▶ HOW TO COMPLETE THIS TASK: Quote, word for word, every line starting at the line that contains "If you could point to the stamen" and ending with the last line of the records; include both of these lines and no others.

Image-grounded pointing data
- - -

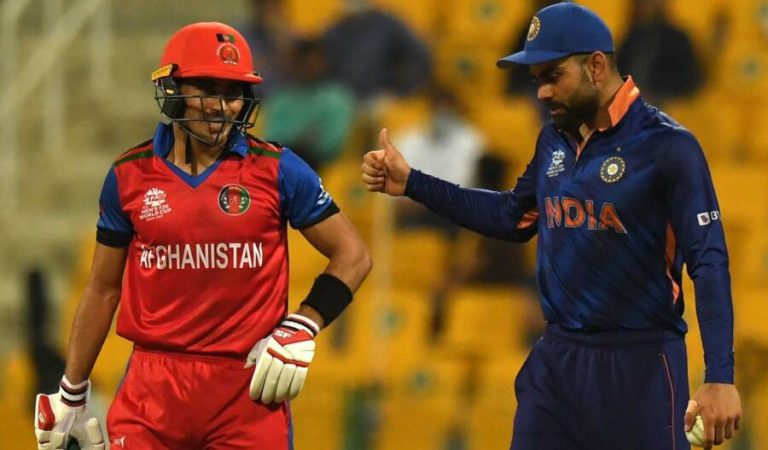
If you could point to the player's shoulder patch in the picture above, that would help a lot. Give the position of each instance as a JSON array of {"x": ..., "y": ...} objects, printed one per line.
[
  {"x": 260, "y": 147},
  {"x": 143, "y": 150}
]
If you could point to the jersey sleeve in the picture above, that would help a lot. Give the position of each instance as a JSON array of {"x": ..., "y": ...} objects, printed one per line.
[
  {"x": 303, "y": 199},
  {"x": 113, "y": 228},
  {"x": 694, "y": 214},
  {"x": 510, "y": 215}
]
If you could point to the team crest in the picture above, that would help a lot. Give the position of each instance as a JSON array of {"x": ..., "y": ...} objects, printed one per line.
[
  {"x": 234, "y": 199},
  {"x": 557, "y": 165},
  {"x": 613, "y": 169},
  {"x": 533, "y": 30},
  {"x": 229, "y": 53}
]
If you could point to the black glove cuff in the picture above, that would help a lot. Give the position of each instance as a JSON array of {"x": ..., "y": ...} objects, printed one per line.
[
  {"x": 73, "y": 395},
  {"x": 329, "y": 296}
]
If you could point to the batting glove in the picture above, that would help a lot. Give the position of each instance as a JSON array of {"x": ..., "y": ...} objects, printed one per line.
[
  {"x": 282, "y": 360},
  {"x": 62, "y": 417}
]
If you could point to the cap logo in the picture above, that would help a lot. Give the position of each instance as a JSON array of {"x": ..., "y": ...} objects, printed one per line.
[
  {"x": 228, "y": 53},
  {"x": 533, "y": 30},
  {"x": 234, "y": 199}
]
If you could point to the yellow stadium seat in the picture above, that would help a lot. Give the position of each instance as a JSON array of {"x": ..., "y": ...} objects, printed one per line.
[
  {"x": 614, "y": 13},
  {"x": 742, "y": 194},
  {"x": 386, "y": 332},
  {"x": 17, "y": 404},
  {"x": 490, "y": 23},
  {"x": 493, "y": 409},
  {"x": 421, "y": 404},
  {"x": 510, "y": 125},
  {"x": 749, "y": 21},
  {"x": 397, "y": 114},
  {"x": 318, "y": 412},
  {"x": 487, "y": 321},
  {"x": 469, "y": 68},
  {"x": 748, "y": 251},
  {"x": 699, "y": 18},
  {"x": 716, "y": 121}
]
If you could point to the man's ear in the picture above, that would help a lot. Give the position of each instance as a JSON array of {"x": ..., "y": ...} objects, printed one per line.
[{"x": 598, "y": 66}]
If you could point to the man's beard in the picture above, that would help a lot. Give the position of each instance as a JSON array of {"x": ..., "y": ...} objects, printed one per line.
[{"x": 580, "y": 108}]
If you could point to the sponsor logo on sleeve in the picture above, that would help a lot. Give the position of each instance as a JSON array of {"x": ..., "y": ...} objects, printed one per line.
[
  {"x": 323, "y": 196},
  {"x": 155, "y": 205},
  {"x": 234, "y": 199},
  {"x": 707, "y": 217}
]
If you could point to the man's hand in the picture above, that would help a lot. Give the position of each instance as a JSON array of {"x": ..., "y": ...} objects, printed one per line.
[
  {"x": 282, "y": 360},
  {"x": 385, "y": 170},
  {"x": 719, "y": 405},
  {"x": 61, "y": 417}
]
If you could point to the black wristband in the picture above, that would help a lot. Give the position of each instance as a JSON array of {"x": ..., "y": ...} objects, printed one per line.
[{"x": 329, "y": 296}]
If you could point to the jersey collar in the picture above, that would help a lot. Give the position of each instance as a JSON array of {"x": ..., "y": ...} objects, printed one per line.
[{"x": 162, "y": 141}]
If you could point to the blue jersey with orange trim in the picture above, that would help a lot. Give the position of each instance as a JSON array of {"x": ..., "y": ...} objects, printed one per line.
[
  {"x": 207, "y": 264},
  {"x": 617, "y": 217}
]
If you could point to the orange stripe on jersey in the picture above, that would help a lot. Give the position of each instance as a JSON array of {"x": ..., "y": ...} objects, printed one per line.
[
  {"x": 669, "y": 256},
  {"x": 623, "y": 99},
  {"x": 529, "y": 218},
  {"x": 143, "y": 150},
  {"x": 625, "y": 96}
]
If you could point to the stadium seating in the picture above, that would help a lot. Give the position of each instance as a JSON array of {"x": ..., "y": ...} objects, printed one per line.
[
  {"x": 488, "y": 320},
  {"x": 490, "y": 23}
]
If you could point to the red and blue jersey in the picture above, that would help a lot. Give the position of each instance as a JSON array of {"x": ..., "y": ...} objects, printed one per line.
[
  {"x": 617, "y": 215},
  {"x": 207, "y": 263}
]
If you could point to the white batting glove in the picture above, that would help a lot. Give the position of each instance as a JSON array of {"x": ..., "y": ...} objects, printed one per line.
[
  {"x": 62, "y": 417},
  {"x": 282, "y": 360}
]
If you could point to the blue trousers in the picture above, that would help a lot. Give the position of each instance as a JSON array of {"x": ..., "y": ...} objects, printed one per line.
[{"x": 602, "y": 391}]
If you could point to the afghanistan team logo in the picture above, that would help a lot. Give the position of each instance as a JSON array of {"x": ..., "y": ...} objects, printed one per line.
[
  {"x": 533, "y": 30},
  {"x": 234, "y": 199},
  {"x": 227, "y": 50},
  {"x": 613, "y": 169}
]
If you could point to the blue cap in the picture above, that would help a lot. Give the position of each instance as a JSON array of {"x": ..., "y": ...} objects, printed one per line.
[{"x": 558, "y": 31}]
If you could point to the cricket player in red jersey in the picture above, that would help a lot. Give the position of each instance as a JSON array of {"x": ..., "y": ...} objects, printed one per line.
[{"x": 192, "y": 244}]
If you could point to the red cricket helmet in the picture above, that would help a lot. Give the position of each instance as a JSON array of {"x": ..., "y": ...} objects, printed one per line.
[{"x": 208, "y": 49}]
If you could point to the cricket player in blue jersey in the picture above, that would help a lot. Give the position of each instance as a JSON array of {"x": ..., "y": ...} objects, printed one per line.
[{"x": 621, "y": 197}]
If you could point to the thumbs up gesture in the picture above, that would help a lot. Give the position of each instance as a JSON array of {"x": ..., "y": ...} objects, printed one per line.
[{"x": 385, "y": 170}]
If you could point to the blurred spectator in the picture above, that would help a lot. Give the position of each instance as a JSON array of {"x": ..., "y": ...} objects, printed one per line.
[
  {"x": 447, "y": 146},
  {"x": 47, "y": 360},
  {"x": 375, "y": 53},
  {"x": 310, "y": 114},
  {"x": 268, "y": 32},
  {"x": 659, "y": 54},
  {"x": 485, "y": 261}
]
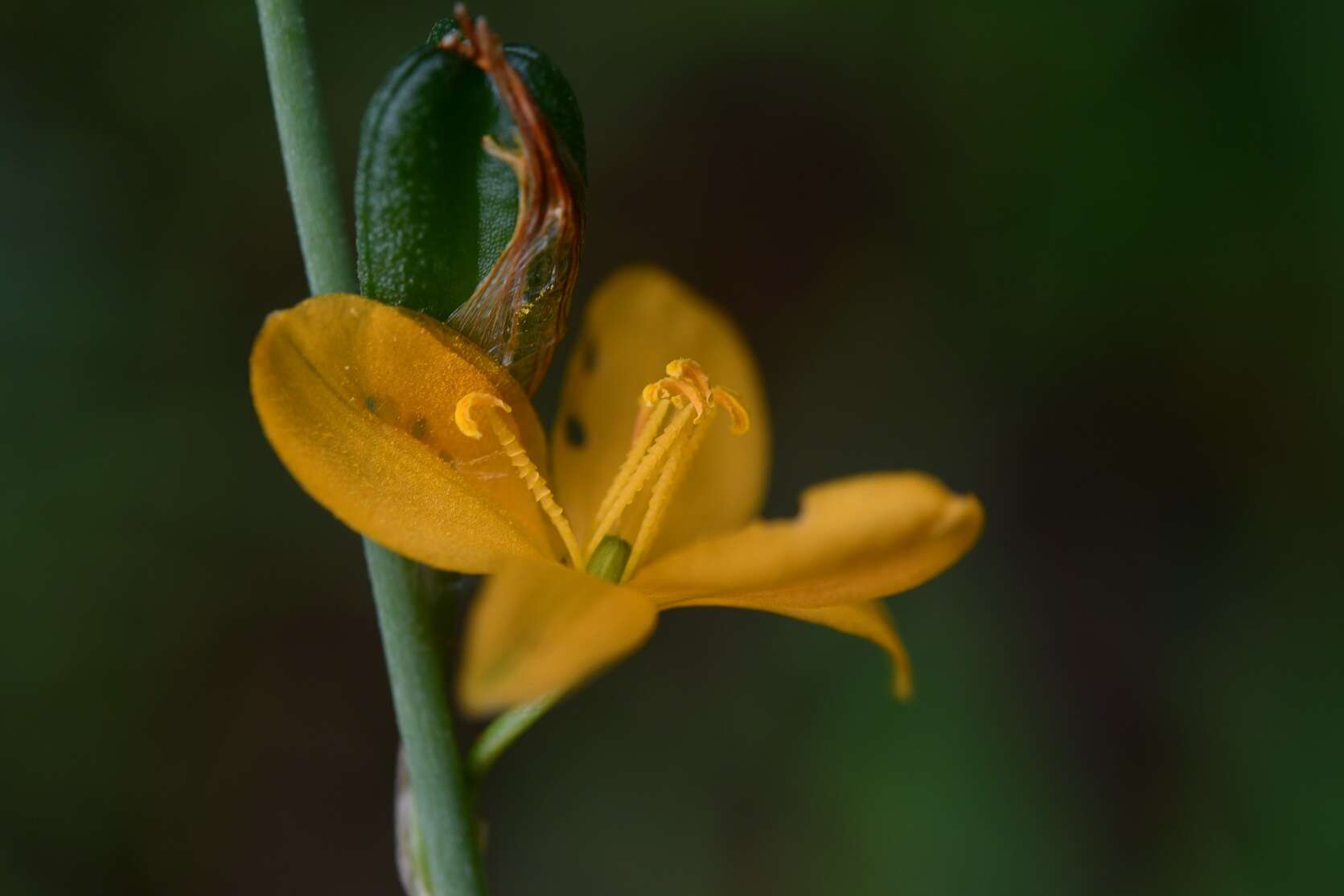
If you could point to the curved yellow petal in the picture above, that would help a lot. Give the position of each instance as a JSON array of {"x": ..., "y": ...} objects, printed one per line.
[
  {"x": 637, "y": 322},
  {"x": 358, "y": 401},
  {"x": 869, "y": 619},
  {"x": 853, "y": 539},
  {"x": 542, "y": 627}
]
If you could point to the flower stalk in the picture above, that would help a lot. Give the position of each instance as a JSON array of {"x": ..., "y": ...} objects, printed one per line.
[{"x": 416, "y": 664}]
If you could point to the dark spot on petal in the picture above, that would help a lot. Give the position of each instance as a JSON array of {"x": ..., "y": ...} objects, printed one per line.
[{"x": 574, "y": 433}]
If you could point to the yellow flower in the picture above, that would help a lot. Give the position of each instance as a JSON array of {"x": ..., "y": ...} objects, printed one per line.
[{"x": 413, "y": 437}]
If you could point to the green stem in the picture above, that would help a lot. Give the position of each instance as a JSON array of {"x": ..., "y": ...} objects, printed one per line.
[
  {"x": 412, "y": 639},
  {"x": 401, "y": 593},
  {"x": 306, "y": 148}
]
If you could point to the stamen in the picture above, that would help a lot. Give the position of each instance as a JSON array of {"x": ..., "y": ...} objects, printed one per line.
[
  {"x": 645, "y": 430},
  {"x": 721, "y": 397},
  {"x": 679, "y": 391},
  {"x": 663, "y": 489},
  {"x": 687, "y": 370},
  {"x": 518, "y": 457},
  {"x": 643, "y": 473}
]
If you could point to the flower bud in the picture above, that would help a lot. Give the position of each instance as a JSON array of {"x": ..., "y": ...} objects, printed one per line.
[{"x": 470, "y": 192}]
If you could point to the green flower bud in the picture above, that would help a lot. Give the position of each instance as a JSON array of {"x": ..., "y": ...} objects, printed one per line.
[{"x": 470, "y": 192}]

- - -

▶ ANSWER AREA:
If you could point to the stamen in the picture above, that would help a lot. Give the position of each instance as a JSON array of {"x": ..., "y": ...} objects, printed one per line.
[
  {"x": 645, "y": 430},
  {"x": 721, "y": 397},
  {"x": 679, "y": 391},
  {"x": 663, "y": 489},
  {"x": 687, "y": 370},
  {"x": 518, "y": 457},
  {"x": 643, "y": 473}
]
If you could point to the flower bud in the picture above, that would help a lot. Give the position of each instance as a JSON array of {"x": ..., "y": ...} objects, printed one per line.
[{"x": 470, "y": 192}]
If you could point to the green flower bud in the picture above, that would help a lot. Give the position of each instance as a JSON array of {"x": ..., "y": ...} objects, printed one per line.
[{"x": 470, "y": 192}]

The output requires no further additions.